-- Tasks to carry out --
- a) Answer these questions using the Dynamic Duo article.
(i) Who wrote the article?
(ii) What title does Darci Smith hold at Dynamic Business Solutions?
(iii) According to Rick Lunt, what did workers use to fill out their time cards before the new system?
- b) Summarize the Dynamic Duo article in two sentences.
- c) Output the stretch of the Dynamic Duo article from "Darci Smith and" through "Dynamic Business Solutions.", copied word for word.

-- Document passage --
Dynamic Duo

Darci Smith and Rick Lunt, a team in and out of the office, find it may not be such a bad idea to mix business with pleasure at Dynamic Business Solutions.

by Portland Helmich

At Dynamic Business Solutions, implementing accounting and manu- facturing software is secondary to provoking customers to rethink the way they've been doing business for years. "The business we're in is change," says president Darci Smith. Vice president and co-owner Rick Lunt elaborates on his wife's remark. "We change the way people pay bills, the color of their checks, and the sequence of stacks of paper on their desks," he explains. "We might be automating a new manufacturing system, and there'll be workers used to filling out their time cards with little check marks. Now they have to use a computer to wand their I.D.s through. It can be traumatic."

(Entries on locating named things)
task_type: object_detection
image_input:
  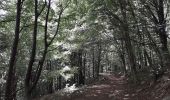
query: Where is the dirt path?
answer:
[41,75,158,100]
[64,75,151,100]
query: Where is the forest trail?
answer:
[67,75,149,100]
[41,74,155,100]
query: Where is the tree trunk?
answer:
[5,0,22,100]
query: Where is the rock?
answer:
[162,96,170,100]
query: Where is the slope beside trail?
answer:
[40,74,165,100]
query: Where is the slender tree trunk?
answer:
[96,43,102,78]
[5,0,22,100]
[120,0,138,83]
[25,0,38,100]
[157,0,170,67]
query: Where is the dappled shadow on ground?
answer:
[37,75,170,100]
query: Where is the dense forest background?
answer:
[0,0,170,100]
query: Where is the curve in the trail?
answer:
[64,75,150,100]
[38,74,154,100]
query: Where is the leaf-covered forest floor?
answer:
[39,74,170,100]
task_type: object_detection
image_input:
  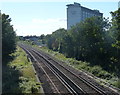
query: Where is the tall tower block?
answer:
[67,3,81,29]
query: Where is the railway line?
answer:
[19,44,117,95]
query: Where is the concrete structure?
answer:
[66,2,103,29]
[118,1,120,8]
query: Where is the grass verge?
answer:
[2,47,41,93]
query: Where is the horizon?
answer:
[0,2,118,36]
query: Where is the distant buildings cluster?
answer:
[67,3,103,29]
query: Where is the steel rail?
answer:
[19,44,86,94]
[32,49,106,95]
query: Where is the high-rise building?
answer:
[66,2,103,29]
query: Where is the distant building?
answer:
[66,2,103,29]
[118,1,120,8]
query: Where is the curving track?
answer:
[19,44,119,95]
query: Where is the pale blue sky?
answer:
[0,1,118,36]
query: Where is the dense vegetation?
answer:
[44,9,120,77]
[0,14,40,94]
[2,47,40,95]
[2,14,16,61]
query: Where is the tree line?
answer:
[0,14,16,62]
[44,9,120,75]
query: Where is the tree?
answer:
[2,14,16,61]
[110,8,120,74]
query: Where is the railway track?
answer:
[20,45,119,95]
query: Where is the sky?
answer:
[0,0,118,36]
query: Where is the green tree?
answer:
[110,8,120,74]
[2,14,16,61]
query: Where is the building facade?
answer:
[66,3,103,30]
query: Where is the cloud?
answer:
[14,18,67,36]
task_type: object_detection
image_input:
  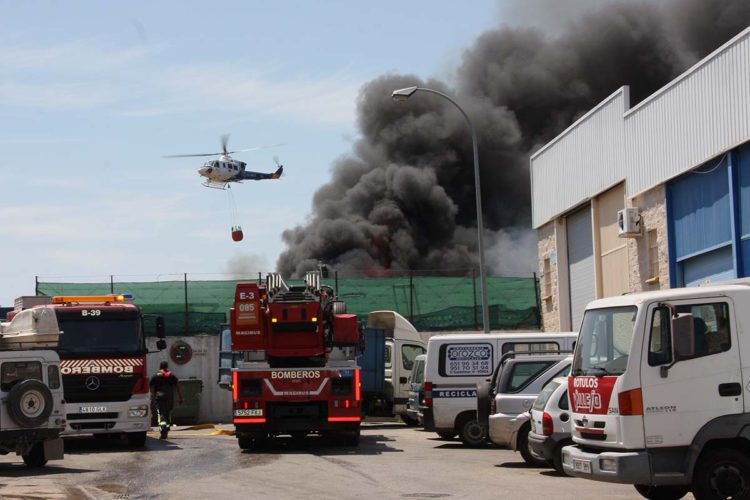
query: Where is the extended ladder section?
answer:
[231,271,359,367]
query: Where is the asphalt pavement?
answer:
[0,422,692,500]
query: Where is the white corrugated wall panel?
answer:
[531,87,629,227]
[624,29,750,196]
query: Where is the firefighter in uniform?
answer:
[149,361,183,439]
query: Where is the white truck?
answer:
[0,310,65,467]
[562,284,750,500]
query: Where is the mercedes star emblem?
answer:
[86,377,102,391]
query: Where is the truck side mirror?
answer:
[156,316,166,338]
[671,313,695,362]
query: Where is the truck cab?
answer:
[16,294,165,447]
[562,285,750,500]
[0,311,65,467]
[367,311,427,425]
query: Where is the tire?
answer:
[458,414,487,448]
[7,380,54,427]
[125,432,146,448]
[518,423,549,467]
[550,441,573,476]
[633,484,690,500]
[22,442,47,468]
[437,431,456,439]
[401,415,419,427]
[692,448,750,500]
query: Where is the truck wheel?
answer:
[518,423,547,467]
[401,415,419,427]
[125,432,146,448]
[8,380,54,427]
[633,484,689,500]
[22,442,47,467]
[692,448,750,500]
[458,414,487,448]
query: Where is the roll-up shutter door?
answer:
[567,205,596,330]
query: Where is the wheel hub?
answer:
[711,464,747,498]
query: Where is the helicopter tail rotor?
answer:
[221,134,229,156]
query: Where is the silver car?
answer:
[489,354,573,467]
[529,377,573,474]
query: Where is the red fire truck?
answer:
[230,271,362,449]
[11,295,166,447]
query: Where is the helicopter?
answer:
[164,134,284,189]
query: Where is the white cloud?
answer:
[0,40,363,124]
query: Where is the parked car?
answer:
[424,332,578,446]
[488,353,573,467]
[529,377,573,474]
[406,354,427,425]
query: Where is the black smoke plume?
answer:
[277,0,750,276]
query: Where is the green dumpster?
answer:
[172,378,203,425]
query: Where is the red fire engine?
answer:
[230,271,362,449]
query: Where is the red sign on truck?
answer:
[568,377,617,415]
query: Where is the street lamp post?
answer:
[391,86,490,333]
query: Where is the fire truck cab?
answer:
[16,295,166,447]
[230,272,362,449]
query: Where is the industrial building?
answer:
[531,28,750,331]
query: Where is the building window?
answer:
[542,257,552,300]
[648,229,659,283]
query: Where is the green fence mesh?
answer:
[37,276,540,335]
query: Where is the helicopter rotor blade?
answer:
[162,153,221,158]
[227,143,284,155]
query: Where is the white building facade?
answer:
[531,28,750,331]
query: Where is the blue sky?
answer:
[0,0,580,305]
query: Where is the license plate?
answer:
[234,409,263,417]
[573,458,591,474]
[80,406,107,413]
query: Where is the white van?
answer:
[424,332,578,445]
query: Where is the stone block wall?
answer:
[537,221,560,332]
[625,184,669,293]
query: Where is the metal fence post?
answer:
[534,272,542,330]
[471,267,479,330]
[409,269,414,324]
[184,273,190,335]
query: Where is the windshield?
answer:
[56,307,145,355]
[532,382,560,411]
[572,306,637,377]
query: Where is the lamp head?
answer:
[391,85,419,101]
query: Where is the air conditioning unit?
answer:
[617,207,641,238]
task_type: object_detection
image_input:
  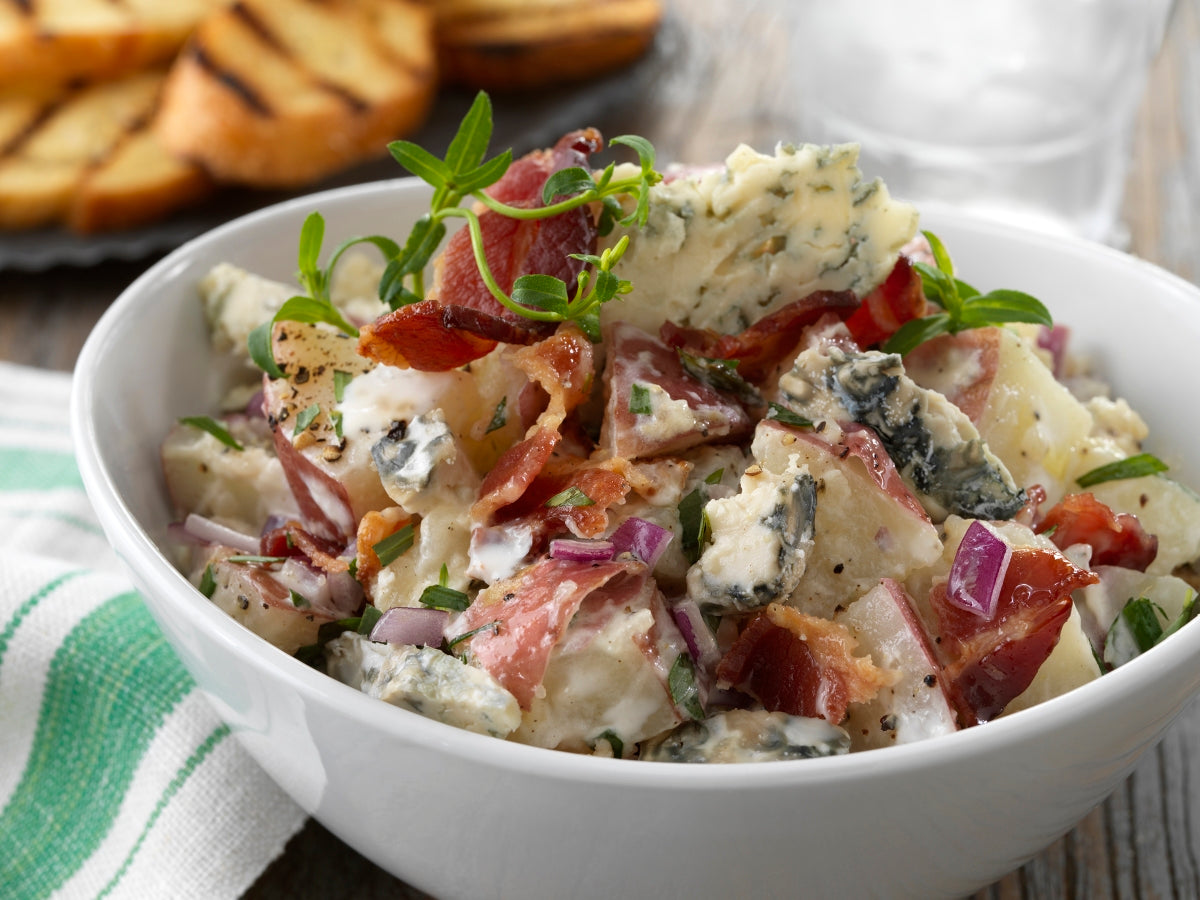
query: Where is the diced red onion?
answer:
[550,538,613,563]
[610,516,674,569]
[1038,325,1070,378]
[184,512,258,553]
[371,606,450,647]
[946,521,1013,619]
[671,598,721,672]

-- Task answers --
- a)
(i) Portland Helmich
(ii) President
(iii) Little check marks

- b) Darci Smith and her husband Rick Lunt run Dynamic Business Solutions together, and they find that mixing business with pleasure may not be such a bad idea. For them, implementing accounting and manufacturing software matters less than getting customers to rethink long-held ways of working, a change Lunt says can be traumatic for workers.

- c)
Darci Smith and Rick Lunt, a team in and out of the office, find it may not be such a bad idea to mix business with pleasure at Dynamic Business Solutions.